# AIM OF THE EXERCISE
Lines from the entries below that hold "wall" form the answer; copy all of them.

# RECORD SET
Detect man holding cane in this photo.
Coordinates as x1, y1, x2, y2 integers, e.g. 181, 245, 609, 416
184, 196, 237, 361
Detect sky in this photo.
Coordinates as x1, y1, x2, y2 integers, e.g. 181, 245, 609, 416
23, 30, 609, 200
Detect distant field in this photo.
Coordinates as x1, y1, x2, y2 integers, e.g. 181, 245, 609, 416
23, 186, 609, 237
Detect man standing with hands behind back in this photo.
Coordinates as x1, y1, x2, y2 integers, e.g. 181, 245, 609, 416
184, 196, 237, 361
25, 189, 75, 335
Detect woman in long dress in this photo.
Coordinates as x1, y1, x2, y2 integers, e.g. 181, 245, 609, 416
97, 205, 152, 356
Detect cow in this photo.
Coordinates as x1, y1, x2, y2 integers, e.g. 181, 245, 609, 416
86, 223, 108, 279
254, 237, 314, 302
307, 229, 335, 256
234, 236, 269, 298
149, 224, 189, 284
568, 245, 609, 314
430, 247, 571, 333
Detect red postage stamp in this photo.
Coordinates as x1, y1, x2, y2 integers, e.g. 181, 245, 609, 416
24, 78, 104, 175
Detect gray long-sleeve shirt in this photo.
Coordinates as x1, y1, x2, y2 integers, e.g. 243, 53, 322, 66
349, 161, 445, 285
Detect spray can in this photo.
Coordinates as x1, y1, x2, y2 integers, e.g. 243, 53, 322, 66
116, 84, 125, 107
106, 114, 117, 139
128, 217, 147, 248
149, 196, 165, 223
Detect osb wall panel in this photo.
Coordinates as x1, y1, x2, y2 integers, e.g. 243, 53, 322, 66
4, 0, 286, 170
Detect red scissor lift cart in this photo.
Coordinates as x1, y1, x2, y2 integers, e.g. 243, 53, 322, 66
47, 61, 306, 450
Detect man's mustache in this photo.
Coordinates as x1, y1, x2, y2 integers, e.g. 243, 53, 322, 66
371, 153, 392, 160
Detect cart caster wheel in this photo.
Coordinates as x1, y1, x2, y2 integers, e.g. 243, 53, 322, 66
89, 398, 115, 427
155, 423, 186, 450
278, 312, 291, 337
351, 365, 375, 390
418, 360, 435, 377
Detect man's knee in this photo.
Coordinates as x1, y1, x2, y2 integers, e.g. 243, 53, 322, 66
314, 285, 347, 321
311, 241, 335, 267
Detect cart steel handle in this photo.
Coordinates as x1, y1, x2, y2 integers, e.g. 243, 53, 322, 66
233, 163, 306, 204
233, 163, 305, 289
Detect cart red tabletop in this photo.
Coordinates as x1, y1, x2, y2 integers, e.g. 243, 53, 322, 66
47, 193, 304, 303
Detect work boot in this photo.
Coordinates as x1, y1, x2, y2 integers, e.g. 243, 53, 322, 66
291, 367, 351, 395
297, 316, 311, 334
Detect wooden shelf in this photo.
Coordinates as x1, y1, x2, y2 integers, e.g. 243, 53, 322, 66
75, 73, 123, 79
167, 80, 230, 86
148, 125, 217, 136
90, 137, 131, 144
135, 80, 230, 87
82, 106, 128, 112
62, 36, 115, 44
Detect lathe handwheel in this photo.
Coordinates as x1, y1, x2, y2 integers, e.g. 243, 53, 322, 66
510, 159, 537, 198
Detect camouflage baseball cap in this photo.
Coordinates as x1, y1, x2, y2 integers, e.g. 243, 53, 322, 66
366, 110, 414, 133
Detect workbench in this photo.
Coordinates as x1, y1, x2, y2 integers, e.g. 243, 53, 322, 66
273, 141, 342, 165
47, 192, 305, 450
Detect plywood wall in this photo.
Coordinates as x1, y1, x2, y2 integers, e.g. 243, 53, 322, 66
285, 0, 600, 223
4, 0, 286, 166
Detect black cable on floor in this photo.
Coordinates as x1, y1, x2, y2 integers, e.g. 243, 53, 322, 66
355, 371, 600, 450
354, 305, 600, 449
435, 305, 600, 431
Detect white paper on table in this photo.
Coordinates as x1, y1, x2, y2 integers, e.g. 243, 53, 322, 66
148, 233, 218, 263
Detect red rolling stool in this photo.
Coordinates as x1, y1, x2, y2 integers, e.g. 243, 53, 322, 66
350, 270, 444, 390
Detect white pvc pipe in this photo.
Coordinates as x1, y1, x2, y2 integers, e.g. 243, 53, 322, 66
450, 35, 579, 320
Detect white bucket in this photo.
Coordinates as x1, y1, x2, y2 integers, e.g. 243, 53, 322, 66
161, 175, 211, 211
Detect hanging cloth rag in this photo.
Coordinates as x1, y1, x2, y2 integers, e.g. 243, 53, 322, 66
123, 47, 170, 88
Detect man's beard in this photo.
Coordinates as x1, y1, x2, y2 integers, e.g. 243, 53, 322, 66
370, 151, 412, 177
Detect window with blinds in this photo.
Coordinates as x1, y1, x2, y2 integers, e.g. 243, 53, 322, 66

# OUTPUT OF THE EXERCISE
Detect osb wall panel in this photo.
Detect plywood wall in this photo.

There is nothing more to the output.